Your instructions
Among the entries below, take the line with "Query: wet sand at waterline" and the line with "Query: wispy cloud", and output them and every line between them exactly, with nothing else.

Saved entries
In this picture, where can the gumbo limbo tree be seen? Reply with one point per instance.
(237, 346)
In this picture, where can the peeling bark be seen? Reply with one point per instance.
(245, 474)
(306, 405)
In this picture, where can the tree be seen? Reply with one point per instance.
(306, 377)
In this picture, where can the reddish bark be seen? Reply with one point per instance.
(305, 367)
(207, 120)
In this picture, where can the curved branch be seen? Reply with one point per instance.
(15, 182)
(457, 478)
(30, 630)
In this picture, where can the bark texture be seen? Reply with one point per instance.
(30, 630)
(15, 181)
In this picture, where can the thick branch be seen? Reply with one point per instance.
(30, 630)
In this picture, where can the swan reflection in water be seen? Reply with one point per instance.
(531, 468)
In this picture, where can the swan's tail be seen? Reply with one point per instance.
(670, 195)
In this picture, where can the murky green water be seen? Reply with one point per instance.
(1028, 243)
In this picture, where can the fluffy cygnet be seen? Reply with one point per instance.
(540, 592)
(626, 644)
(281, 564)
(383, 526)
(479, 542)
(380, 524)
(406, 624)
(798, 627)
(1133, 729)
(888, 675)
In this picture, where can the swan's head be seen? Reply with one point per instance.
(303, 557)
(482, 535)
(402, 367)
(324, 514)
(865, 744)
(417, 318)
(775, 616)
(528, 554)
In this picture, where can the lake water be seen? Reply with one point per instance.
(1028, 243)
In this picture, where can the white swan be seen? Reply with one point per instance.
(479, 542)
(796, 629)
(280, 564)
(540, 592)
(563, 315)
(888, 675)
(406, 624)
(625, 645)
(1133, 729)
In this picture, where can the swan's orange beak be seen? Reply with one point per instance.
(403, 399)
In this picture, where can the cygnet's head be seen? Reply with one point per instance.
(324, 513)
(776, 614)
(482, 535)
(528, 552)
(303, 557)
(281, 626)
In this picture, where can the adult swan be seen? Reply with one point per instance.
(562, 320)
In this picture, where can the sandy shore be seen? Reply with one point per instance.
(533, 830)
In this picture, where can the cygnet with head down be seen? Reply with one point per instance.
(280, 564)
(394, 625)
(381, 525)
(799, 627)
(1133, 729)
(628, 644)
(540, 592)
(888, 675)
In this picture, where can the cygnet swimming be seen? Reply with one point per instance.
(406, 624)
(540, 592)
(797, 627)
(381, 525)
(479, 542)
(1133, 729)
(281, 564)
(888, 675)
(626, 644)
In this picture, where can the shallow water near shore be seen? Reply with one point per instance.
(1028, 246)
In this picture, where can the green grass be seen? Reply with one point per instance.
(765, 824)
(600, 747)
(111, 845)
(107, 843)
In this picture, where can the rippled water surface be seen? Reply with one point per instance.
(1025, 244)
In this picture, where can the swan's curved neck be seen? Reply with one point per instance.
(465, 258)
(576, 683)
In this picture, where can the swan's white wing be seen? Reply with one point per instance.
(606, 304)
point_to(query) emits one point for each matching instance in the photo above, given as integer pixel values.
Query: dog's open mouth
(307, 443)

* * *

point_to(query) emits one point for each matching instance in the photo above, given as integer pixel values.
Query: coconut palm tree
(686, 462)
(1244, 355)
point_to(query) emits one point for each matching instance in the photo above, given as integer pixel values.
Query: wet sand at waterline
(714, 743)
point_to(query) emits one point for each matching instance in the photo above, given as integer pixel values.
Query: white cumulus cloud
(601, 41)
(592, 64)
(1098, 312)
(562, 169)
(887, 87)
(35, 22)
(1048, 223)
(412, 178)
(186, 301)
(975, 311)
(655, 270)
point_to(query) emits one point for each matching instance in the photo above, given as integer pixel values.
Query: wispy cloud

Task response
Query: wet sand at waterline
(714, 743)
point_to(query) emits one point for each matching instance in the photo above, given as integer pixel values.
Query: white cumulus cloud
(601, 41)
(592, 64)
(1098, 312)
(562, 169)
(887, 87)
(35, 22)
(1048, 223)
(412, 178)
(186, 301)
(975, 311)
(655, 270)
point_to(query) emits one point for each matching instance in the photo above, given as integer pixel values.
Query: wispy cloud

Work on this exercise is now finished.